# [SHORT TASK]
Omitting all pictures, print the lines of the listing from the one containing "ceiling fan blade." through the final line, both ends included, with no other text.

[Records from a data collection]
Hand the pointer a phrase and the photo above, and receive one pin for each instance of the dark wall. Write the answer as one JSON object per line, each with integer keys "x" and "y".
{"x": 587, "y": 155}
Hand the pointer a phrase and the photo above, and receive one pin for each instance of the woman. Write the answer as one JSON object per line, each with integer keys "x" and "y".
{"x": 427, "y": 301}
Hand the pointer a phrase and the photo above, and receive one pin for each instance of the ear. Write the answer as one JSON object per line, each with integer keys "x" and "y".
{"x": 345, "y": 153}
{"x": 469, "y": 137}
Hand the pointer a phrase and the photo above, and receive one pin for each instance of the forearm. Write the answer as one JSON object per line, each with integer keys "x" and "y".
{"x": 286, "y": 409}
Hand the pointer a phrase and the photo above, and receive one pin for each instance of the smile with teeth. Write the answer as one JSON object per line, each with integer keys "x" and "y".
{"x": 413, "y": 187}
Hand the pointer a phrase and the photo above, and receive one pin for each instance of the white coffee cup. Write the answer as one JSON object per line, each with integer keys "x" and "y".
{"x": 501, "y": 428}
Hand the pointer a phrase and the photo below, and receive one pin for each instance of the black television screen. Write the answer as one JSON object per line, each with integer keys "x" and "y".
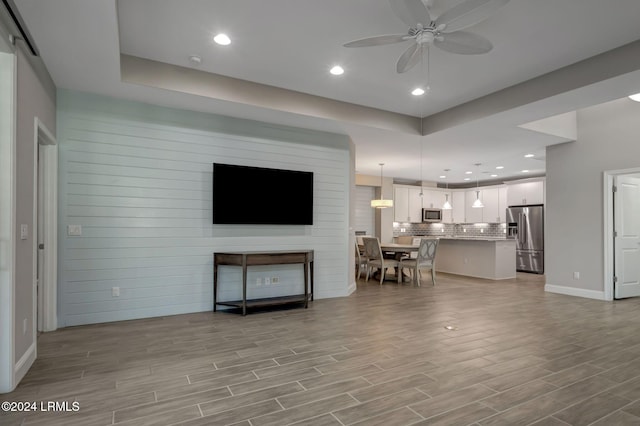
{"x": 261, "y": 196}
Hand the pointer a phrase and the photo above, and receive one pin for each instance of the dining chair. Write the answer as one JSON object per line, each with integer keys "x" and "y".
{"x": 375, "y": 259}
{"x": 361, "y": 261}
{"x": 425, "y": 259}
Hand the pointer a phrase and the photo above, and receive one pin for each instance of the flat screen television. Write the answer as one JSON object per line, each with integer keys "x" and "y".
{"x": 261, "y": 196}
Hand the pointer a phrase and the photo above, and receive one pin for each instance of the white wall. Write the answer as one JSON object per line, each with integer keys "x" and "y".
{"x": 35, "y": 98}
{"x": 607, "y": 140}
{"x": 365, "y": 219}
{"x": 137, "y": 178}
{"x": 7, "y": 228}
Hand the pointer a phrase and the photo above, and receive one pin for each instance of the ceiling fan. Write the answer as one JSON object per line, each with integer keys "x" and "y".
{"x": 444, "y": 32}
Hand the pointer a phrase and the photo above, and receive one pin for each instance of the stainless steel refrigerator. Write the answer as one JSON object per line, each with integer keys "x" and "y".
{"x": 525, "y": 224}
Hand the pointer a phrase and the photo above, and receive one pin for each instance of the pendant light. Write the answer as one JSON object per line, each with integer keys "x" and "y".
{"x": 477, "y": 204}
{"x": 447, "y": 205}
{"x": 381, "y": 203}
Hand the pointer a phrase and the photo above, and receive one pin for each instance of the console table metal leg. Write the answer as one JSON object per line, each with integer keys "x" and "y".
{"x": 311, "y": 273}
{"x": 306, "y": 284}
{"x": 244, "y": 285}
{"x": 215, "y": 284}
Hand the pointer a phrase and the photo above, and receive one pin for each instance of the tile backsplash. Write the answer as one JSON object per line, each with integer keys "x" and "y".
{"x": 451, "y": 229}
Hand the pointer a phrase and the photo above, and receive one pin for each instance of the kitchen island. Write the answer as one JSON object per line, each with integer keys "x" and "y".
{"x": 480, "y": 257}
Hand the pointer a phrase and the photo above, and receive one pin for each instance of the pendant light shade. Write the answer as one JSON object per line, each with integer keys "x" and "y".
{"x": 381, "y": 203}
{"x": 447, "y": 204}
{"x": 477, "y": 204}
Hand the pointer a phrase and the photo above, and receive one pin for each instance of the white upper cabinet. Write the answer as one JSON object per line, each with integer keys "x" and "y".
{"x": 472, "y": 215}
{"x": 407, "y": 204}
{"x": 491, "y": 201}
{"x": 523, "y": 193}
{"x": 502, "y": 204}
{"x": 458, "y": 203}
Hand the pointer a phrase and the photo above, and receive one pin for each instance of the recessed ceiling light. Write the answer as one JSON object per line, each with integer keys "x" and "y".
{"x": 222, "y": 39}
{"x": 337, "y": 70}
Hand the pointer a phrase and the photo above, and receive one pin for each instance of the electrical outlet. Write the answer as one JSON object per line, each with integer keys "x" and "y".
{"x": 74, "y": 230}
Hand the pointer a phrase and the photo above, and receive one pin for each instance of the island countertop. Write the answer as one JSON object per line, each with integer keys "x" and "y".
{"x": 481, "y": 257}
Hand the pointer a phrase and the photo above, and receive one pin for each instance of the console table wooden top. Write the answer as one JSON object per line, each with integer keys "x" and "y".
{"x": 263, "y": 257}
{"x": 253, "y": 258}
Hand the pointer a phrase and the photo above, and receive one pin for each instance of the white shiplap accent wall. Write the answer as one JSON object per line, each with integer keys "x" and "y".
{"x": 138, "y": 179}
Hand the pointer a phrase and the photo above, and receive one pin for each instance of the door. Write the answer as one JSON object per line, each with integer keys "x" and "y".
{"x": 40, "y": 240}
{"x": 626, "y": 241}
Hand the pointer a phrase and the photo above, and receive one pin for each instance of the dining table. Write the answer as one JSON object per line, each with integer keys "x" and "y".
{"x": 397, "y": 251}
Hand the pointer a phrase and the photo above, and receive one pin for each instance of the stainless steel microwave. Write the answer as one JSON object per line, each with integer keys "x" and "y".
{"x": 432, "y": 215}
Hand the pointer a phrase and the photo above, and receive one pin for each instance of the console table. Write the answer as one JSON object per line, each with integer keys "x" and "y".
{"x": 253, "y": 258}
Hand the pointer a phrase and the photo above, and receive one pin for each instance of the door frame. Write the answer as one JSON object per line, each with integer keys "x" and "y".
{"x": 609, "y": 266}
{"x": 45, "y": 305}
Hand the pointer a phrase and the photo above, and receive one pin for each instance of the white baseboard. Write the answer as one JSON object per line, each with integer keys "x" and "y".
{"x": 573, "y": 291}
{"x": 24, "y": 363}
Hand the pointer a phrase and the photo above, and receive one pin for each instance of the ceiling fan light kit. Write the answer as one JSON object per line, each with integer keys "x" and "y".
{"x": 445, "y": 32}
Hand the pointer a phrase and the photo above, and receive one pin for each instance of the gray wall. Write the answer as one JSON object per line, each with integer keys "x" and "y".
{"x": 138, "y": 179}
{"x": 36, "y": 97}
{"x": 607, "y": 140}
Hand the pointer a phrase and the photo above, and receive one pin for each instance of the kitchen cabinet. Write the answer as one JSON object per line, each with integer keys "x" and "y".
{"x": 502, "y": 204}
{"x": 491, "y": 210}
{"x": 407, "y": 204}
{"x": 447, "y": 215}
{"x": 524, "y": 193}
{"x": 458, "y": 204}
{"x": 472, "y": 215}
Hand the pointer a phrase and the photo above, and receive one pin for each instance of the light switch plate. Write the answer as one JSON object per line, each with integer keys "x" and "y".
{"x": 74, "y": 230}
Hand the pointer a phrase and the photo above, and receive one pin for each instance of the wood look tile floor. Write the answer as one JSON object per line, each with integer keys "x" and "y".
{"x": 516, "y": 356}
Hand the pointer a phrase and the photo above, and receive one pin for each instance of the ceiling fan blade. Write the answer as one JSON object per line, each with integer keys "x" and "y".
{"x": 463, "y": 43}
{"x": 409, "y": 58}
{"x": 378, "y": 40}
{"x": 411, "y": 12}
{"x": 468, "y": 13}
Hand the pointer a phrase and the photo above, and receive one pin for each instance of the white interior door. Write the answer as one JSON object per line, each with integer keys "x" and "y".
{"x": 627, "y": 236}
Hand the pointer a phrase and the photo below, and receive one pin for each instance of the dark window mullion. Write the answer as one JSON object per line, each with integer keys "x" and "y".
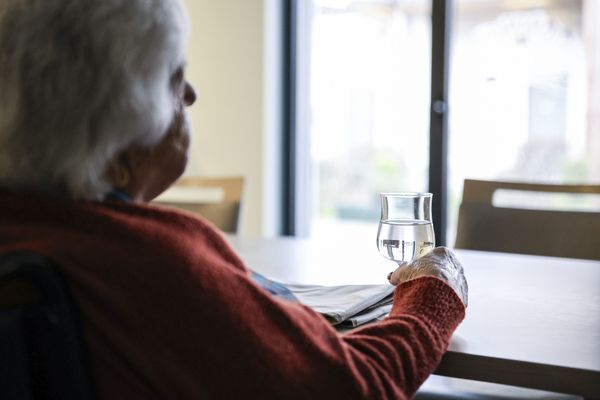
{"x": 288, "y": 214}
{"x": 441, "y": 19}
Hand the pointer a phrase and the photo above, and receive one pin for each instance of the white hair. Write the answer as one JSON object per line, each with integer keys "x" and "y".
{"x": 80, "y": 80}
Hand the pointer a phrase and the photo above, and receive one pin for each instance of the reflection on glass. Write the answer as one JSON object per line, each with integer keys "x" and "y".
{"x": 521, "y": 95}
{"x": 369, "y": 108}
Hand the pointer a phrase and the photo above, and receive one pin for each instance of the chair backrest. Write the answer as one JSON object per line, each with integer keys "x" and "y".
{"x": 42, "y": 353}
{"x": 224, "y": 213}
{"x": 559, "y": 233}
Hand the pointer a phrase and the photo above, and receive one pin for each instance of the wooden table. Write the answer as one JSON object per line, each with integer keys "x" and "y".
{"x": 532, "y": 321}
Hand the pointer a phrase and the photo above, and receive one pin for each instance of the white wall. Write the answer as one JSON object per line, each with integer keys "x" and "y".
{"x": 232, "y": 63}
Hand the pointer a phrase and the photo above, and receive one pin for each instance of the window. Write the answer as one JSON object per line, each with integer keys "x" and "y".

# [RESULT OF THE TASK]
Hand the pointer a phrase and the photo above, and receive one pin for each instance of the ceiling fan blade. Write the answer as one JSON object per line, each with integer keys "x" and "y".
{"x": 463, "y": 43}
{"x": 409, "y": 58}
{"x": 378, "y": 40}
{"x": 411, "y": 12}
{"x": 468, "y": 13}
Hand the pointer a phrase and the photo above, and receive one pin for each instance of the white interior door. Write the answer as one JSON object per line, each with integer keys "x" and "y".
{"x": 627, "y": 236}
Hand the pointer a phrase and the photo below, and receive one pin for each instance of the dark window mullion. Write the answer as one JSON object per line, each with integer keys "x" and "y".
{"x": 288, "y": 214}
{"x": 441, "y": 19}
Hand the pointer a phrase and the photo above, and receive one pin for each instance of the white hair. Write the answer as one JSON object per line, each with integer keys "x" and "y".
{"x": 80, "y": 80}
Hand the pointer a phrase and the photo above, and receive one pin for each instance of the reflection on glass. Write the answer as one JSON object per line, each with integer keys "x" and "y".
{"x": 521, "y": 95}
{"x": 369, "y": 108}
Hand the pointer a phrase and the photo above, and receive one pin for each instance of the chair backrest. Write the answer as one JSON object per line, each with integer keys "x" and "y".
{"x": 42, "y": 353}
{"x": 224, "y": 213}
{"x": 559, "y": 233}
Hand the pointer a phrase and the photo above, and receive one pin for each instance of the wooden table. Write the answer as one JSON object per line, each with integer keys "x" and "y".
{"x": 532, "y": 321}
Hand the pointer a phrase and the photo above, and receive one pin for each instance of the white wall. Write the answer as one JSON object per line, each with integer keys "x" and "y".
{"x": 232, "y": 63}
Hand the pointer a phrase and the photo above, and receive one pin for each instance of the window. Write the answer as one JSON object per line, each with integer keys "x" and "y".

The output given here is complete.